WORKING DATA:
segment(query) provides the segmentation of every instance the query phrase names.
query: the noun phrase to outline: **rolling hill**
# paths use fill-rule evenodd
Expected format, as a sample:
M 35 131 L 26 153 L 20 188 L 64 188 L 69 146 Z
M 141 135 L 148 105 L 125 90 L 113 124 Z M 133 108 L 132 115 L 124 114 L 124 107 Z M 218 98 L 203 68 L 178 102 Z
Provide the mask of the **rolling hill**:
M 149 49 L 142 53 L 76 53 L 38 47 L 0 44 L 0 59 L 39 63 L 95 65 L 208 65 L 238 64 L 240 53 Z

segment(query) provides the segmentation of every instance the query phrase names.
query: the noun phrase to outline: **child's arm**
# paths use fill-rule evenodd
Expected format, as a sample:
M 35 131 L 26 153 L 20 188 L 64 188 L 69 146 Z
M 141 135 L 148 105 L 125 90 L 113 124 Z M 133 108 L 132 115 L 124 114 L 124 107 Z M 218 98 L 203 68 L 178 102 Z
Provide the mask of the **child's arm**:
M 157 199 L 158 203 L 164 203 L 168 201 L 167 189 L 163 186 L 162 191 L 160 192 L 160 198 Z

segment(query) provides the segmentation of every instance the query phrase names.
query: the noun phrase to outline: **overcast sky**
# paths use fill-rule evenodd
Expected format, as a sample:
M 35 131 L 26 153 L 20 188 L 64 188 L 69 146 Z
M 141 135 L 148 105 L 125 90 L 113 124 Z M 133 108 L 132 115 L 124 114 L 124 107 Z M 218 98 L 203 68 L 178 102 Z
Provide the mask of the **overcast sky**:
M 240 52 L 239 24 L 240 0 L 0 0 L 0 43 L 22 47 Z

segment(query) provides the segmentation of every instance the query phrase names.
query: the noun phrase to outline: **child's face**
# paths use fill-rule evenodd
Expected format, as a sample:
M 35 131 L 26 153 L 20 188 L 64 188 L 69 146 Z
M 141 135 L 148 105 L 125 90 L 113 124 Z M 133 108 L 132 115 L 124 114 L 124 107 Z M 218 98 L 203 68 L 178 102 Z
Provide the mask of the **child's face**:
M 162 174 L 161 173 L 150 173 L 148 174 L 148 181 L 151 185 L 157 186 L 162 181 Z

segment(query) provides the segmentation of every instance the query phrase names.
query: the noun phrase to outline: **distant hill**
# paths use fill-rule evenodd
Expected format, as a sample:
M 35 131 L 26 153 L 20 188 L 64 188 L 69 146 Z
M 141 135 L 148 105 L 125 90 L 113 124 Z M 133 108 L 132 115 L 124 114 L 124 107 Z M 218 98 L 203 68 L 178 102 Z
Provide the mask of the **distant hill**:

STATED EXERCISE: Rewrite the lines from the very first one through the line containing "M 157 199 L", both included and requests kept, raising every coordinate in the answer outlines by 3. Leave the numbers in the requests and their format samples unchanged.

FULL OUTPUT:
segment(query) provides the segmentation of every instance the query phrase names.
query: the noun phrase to outline: **rolling hill**
# paths use fill-rule evenodd
Expected format, as a sample:
M 35 131 L 26 153 L 20 188 L 64 188 L 69 146 Z
M 141 135 L 148 105 L 125 90 L 113 124 Z M 133 108 L 132 115 L 124 114 L 124 107 Z M 218 98 L 203 68 L 178 102 Z
Provide the mask of the **rolling hill**:
M 152 52 L 145 56 L 79 56 L 41 50 L 3 47 L 3 62 L 42 66 L 98 68 L 211 68 L 241 67 L 243 56 Z

segment(query) provides the segmentation of every instance the query phrase names.
query: the noun phrase to outline: **child's arm**
# paths use fill-rule evenodd
Expected format, as a sample:
M 35 131 L 26 153 L 20 188 L 64 188 L 69 146 Z
M 141 135 L 148 105 L 125 90 L 113 124 Z M 133 108 L 132 115 L 124 114 L 124 107 Z M 218 98 L 203 68 L 178 102 Z
Provide the mask of the **child's arm**:
M 160 202 L 161 206 L 167 206 L 171 204 L 170 192 L 166 189 L 165 194 L 163 195 L 163 201 Z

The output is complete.